- Selected extract:
———

7.4.1.1. Abstract Vector Dataloader

class meshiphi.dataloaders.vector.abstract_vector.VectorDataLoader(bounds, params)

Abstract class for all vector Datasets.

__init__(bounds, params)

This is where large-scale operations are performed, such as importing data, downsampling, reprojecting, and renaming variables

Parameters:

bounds (Boundary) – Initial mesh boundary to limit scope of data ingest
params (dict) – Values needed by dataloader to initialise. Unique to each dataloader

self.data

Data stored by dataloader to use when called upon by the mesh. Must be saved in mercator projection (EPSG:4326), with coordinates names ‘lat’, ‘long’, and ‘time’ (if applicable).

Type:: pd.DataFrame or xr.Dataset

self.data_name

Name of scalar variable. Must be the column name if self.data is pd.DataFrame. Must be variable if self.data is xr.Dataset

Type:: str

add_default_params(params)

Set default values for all scalar dataloaders. This function should be overloaded to include any extra params for a specific dataloader

Parameters:: params (dict) – Dictionary containing attributes that are required for each dataloader.
Returns:: Dictionary of attributes the dataloader will require, completed with default values if not provided in config.
Return type:: (dict)

add_mag_dir(data=None, data_names=None)

Adds magnitude and direction variables/columns to data for easier retrieval of value

Parameters:

data (pd.DataFrame or xr.Dataset) – Data with ‘lat’ and ‘long’ columns/dimensions. Assumes that the existing data is in cartesian form (x and y components). If None, will use self.data
data_names (list) – List of data columns/variables to use in calculation If None, will use self.data_name_list

Returns:

Original dataset with two new columns/variables called ‘_magnitude’ and ‘_direction’, containing the corresponding values for each.

———

- Data block:
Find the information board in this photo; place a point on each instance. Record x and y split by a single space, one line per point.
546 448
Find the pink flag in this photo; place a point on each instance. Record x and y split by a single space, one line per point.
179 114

———

- Exercise description:
After the lines, copy word for word the part of the vector dataloader documentation between "Return type:: (dict)" and "values for each.", inclusive.

- Reply:
Return type:: (dict)

add_mag_dir(data=None, data_names=None)

Adds magnitude and direction variables/columns to data for easier retrieval of value

Parameters:

data (pd.DataFrame or xr.Dataset) – Data with ‘lat’ and ‘long’ columns/dimensions. Assumes that the existing data is in cartesian form (x and y components). If None, will use self.data
data_names (list) – List of data columns/variables to use in calculation If None, will use self.data_name_list

Returns:

Original dataset with two new columns/variables called ‘_magnitude’ and ‘_direction’, containing the corresponding values for each.